> **Problem description**: Using the abstract below on treating trichloroethylene in water, decide whether each statement agrees with it. Answer yes or no for each and quote the deciding words. 1. The catalyst powder was made with sticky rice flour as a template. 2. In the batch test, the powder removed all of the TCE within 180 minutes. 3. Langmuir-Hinshelwood kinetics showed that the decrease of TCE depended more on adsorption than on reaction.

> **Text section**:

· · · ·

Sains Malaysiana
52(2)(2023): 533-545
http://doi.org/10.17576/jsm-2023-5202-16
Batch
and Continuous Flow Treatment Studies of Trichloroethylene Contaminated in
Water by Silver and Cerium Doped Zinc Oxide Adsorption
and Photocatalysis
(Kajian Rawatan Kumpulan dan Aliran Berterusan
Trikloroetilena Tercemar dalam Air oleh Perak dan Cerium Terdop Zink Oksida
Penjerapan dan Fotopemangkinan)
SARTTRAWUT TULAPHOL1,5, NURAK GRISDANURAK2.3,
FRANKLIN ANARIBA4, CHANTRA TONGCUMPOU5 & PUMMARIN KHAMDAHSAG5,*
1Sustainable Polymer & Innovative Composite
Materials Research Group, Department of Chemistry, Faculty of Science, King
Mongkut’s University of Technology,
Thonburi, Bangkok 10140, Thailand
2Department of Chemical Engineering, Faculty of
Engineering, Thammasat School of Engineering, Thammasat University, Pathumthani
12120, Thailand
3Center of Excellence in Environmental Catalysis and
Adsorption, Thammasat University, Pathumthani 12120, Thailand
4Engineering Product Development (EPD), Singapore
University of Technology and Design, 487372, Singapore
5Environmental Research Institute, Chulalongkorn
University, Bangkok 10330, Thailand
Diserahkan:
30 Jun 2022/Diterima: 5 Disember 2022
Abstract
The development of photocatalytic treatment in continuous flow systems to
be more practical is challenging. This research aimed to study batch and
continuous flow treatment of trichloroethylene (TCE) contaminated in water by
silver and cerium doped zinc oxide (0.005Ag-0.005Ce-ZnO) visible light driven
photocatalyst. This catalyst was selected to represent the green route
synthesis with simplicity and ease of upscaling. The 0.005Ag-0.005Ce-ZnO powder
was synthesized using sticky rice flour as a template. Mechanical coating of
the 0.005Ag-0.005Ce-ZnO powder on activated alumina (Al2O3) beads was done to improve the
appropriate packing in the fixed bed columns. Characterization of
0.005Ag-0.005Ce-ZnO showed a higher response to visible light and smaller
crystallite size compared to zinc oxide synthesized with the same method. Using
sticky rice starch as a template increased the uniform distribution of the
elements. The photocatalytic batch test over 0.005Ag-0.005Ce-ZnO powder, 0.30
g/100 mL, could remove TCE up to 80% in 180 min. The decrease of TCE via
photocatalysis compared to volatilization, adsorption, and photolysis presented
the predominance of photocatalysis. Langmuir-Hinshelwood kinetics described
that the decrease of TCE more depended on the reaction than adsorption. In
addition, the TCE degradation steadily remained at 80-90% along the run of
0.005Ag-0.005Ce-ZnO@Al2O3 photocatalysis under visible light from both warm white lamps and
sunlight in the continuous flow system. Besides photocatalysis, TCE adsorption
on 0.005Ag-0.005Ce-ZnO@Al2O3 packed in the columns showed
significant results. Our findings presented the possibility of applying the
photocatalytic continuous flow system to remove TCE in industrial wastewater.

· · · ·

> **Data supplied**:
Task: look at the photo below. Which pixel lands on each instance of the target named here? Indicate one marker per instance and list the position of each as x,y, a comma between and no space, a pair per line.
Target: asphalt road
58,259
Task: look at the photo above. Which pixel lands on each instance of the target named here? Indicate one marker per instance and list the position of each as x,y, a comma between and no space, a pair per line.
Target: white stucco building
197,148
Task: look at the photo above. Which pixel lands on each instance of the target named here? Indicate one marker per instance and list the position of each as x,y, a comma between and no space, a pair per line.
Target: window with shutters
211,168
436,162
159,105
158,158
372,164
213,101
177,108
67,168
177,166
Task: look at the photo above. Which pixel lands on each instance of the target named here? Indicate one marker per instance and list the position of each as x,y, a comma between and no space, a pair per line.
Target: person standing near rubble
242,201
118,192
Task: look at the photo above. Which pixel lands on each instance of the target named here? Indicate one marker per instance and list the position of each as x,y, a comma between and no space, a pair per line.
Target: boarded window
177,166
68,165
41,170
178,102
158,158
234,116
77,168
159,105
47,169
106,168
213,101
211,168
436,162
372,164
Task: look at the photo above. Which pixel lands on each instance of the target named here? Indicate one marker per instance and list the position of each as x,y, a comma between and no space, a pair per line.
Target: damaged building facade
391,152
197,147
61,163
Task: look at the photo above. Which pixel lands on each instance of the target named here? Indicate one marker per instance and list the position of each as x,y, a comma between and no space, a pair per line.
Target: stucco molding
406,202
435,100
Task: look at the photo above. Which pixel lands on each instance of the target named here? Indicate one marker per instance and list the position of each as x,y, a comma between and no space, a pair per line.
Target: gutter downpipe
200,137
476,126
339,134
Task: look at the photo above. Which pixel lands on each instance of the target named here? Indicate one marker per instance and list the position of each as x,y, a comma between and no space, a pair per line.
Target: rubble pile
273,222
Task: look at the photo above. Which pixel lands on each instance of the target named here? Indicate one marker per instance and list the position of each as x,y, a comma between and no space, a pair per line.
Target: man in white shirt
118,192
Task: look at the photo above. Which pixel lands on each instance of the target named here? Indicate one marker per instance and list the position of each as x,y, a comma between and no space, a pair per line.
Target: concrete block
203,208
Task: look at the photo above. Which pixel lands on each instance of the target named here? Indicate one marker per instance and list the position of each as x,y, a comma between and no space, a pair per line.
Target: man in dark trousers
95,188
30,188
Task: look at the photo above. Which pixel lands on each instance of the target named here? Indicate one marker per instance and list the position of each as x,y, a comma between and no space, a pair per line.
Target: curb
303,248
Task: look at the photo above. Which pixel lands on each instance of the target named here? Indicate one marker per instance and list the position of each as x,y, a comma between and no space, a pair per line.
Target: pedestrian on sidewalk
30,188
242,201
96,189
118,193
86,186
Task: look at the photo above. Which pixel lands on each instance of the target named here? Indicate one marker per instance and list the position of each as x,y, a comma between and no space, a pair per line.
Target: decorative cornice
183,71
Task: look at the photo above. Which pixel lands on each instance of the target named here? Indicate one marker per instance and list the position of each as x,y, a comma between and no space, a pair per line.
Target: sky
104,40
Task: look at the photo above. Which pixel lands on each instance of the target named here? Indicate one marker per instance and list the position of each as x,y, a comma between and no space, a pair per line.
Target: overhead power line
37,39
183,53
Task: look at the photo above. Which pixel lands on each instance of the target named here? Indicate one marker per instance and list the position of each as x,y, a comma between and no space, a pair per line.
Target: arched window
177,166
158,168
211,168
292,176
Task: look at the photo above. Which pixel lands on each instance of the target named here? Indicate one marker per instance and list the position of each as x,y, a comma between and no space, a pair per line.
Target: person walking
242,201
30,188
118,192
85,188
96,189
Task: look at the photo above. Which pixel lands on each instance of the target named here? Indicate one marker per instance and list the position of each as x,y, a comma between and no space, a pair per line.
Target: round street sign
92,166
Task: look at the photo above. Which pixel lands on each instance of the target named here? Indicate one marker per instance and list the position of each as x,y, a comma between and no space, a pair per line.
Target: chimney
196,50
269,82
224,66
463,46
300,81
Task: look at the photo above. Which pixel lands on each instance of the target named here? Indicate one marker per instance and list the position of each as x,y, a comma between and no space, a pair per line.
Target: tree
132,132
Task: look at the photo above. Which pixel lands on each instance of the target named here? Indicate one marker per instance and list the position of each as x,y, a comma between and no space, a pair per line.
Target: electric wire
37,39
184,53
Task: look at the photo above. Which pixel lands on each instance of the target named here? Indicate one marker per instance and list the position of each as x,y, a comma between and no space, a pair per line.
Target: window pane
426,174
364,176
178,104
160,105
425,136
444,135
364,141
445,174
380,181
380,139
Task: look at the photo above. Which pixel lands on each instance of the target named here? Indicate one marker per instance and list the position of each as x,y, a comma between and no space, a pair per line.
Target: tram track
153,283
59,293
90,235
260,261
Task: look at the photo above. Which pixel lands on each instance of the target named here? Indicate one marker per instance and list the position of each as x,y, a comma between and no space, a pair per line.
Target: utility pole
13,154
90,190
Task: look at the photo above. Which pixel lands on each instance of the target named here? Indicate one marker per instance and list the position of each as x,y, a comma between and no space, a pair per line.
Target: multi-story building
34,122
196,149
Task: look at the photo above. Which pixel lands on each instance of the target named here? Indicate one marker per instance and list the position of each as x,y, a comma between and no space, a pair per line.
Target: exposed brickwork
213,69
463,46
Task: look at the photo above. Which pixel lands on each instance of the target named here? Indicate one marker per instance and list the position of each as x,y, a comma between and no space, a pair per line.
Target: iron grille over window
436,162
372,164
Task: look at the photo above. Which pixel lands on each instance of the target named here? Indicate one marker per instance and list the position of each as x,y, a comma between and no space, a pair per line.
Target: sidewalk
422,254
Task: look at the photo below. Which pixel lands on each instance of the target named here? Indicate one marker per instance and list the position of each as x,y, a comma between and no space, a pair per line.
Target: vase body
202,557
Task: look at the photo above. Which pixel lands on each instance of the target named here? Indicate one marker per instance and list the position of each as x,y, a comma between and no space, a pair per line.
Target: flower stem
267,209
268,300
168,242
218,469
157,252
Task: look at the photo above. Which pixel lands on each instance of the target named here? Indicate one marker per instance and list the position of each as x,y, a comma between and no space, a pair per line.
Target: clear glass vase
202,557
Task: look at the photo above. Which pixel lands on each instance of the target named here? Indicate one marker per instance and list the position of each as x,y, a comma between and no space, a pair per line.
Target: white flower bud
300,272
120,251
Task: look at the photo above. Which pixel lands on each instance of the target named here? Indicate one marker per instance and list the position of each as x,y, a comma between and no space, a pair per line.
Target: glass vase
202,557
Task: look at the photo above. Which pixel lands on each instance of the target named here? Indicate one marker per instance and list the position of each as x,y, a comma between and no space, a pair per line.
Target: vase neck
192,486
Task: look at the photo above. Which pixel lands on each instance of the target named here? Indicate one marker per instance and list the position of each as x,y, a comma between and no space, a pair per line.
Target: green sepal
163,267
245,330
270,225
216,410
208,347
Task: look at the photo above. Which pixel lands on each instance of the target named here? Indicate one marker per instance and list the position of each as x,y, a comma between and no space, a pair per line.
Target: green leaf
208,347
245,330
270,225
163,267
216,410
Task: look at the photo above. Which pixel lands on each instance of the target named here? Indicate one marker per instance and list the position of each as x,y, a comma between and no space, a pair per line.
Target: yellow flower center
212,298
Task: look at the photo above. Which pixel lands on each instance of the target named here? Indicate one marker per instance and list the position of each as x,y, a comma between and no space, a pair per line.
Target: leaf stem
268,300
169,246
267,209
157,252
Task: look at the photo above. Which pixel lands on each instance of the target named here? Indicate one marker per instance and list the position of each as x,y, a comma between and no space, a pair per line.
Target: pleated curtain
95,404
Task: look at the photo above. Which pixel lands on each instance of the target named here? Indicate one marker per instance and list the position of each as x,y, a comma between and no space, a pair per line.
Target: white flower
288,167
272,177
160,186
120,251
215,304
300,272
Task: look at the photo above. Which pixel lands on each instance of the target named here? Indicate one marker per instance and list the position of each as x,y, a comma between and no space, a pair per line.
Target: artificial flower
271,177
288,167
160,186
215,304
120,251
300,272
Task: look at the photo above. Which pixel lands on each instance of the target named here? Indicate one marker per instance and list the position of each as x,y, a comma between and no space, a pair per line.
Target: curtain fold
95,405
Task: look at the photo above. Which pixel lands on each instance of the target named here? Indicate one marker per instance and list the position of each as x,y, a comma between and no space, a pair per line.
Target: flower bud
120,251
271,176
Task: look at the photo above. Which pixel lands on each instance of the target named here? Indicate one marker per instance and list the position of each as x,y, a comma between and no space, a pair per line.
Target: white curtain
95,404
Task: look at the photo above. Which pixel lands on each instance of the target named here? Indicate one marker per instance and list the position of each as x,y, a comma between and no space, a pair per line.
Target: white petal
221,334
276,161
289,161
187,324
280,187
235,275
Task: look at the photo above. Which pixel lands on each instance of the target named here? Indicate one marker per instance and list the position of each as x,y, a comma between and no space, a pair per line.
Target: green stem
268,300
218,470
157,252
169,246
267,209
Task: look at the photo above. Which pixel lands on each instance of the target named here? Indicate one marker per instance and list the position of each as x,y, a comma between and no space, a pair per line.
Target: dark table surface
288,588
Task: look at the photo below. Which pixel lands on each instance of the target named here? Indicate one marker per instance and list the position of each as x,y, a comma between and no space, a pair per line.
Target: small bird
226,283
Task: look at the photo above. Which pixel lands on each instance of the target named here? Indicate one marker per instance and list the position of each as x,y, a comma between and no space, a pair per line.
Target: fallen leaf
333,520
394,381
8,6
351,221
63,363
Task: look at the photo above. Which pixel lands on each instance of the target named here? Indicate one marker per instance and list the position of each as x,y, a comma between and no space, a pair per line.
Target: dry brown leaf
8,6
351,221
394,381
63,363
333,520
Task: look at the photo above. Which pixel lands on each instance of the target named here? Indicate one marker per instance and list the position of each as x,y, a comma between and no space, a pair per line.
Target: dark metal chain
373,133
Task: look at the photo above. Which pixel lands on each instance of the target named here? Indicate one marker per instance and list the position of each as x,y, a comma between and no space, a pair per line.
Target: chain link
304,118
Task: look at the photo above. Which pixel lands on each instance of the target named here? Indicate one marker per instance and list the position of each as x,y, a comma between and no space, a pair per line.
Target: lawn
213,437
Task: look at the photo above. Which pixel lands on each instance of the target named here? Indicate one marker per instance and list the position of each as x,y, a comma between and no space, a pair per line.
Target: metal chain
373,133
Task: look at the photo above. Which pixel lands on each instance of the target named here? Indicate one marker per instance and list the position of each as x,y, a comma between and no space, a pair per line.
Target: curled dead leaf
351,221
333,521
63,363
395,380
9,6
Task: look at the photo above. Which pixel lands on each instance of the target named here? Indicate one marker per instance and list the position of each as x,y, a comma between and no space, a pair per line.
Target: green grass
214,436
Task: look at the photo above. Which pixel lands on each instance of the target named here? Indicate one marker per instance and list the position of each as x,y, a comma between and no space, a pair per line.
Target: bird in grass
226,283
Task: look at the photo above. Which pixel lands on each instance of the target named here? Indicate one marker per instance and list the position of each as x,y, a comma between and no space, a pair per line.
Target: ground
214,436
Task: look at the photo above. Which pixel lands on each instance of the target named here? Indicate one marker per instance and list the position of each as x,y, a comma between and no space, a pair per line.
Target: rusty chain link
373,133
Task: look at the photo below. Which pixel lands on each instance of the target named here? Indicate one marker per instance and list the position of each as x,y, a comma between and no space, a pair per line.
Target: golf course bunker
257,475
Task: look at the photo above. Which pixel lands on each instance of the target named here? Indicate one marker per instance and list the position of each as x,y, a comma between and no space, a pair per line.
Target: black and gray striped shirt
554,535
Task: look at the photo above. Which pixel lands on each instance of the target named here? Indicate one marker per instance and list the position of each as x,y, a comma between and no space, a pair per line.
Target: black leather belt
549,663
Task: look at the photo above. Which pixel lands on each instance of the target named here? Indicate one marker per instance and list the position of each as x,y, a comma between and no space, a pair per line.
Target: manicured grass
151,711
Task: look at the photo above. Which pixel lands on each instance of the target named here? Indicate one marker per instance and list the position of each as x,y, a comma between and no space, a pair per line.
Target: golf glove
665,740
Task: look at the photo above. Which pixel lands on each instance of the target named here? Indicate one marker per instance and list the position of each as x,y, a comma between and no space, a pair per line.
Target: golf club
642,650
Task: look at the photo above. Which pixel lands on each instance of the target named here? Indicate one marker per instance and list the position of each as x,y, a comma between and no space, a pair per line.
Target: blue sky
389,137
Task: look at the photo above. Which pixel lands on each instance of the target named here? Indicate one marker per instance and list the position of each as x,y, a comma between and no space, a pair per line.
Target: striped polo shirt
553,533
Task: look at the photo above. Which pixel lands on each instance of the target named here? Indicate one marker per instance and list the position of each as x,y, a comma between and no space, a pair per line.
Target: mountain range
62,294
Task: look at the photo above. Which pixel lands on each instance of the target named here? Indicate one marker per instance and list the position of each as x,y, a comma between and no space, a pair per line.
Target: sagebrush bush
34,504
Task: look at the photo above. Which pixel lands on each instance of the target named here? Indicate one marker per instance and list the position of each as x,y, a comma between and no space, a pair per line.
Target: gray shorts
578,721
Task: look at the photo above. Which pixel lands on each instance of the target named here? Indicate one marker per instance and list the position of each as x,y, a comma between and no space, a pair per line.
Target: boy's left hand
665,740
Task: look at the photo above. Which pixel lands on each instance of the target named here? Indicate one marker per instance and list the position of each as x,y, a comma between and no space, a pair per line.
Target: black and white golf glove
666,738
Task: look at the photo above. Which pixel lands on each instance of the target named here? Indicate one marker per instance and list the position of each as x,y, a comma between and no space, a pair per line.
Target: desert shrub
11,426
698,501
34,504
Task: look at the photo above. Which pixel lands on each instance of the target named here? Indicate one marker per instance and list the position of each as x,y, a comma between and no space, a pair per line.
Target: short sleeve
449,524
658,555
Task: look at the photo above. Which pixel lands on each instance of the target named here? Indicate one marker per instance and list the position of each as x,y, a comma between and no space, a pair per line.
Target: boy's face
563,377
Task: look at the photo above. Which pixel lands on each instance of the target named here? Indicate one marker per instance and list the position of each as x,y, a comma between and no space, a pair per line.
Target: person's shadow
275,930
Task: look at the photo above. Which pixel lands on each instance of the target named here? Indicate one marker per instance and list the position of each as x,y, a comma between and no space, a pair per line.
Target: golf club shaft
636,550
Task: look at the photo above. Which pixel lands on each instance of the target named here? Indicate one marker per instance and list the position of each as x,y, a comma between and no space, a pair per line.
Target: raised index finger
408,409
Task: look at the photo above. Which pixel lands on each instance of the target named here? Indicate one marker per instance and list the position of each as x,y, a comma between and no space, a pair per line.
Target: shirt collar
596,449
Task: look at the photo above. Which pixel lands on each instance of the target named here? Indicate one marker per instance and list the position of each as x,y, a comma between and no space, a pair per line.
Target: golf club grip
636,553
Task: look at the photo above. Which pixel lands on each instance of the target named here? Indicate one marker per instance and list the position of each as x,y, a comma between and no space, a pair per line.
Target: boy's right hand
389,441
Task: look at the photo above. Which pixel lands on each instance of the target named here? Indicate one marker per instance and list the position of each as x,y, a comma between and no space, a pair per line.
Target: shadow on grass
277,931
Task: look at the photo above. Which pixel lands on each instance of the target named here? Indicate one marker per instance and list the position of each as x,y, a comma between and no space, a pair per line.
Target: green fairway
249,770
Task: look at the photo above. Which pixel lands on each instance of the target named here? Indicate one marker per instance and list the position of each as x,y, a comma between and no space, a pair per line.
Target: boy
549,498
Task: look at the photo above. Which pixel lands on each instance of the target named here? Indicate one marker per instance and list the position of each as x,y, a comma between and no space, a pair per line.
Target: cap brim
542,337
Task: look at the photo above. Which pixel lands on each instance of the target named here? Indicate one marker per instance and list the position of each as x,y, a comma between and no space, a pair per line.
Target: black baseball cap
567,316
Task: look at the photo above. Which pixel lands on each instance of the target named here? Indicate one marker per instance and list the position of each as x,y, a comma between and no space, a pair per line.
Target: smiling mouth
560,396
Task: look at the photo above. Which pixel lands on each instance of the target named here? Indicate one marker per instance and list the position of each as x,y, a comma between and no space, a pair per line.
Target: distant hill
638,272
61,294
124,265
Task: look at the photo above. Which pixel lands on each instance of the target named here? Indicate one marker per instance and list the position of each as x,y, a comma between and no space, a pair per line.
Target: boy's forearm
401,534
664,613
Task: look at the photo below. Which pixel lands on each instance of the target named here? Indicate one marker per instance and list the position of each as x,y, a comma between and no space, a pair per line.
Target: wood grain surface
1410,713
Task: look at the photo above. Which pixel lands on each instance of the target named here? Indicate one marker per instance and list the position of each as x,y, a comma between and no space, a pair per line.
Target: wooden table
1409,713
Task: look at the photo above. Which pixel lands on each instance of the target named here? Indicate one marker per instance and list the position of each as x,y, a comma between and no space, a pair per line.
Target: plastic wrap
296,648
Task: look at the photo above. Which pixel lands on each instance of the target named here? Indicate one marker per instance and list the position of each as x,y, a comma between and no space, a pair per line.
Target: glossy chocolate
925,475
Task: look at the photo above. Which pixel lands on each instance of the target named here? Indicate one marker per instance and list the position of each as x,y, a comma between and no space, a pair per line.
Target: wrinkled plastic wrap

· · · ·

> **Task answer**:
1. Yes: "The 0.005Ag-0.005Ce-ZnO powder was synthesized using sticky rice flour as a template."
2. No: "could remove TCE up to 80% in 180 min."
3. No: "the decrease of TCE more depended on the reaction than adsorption."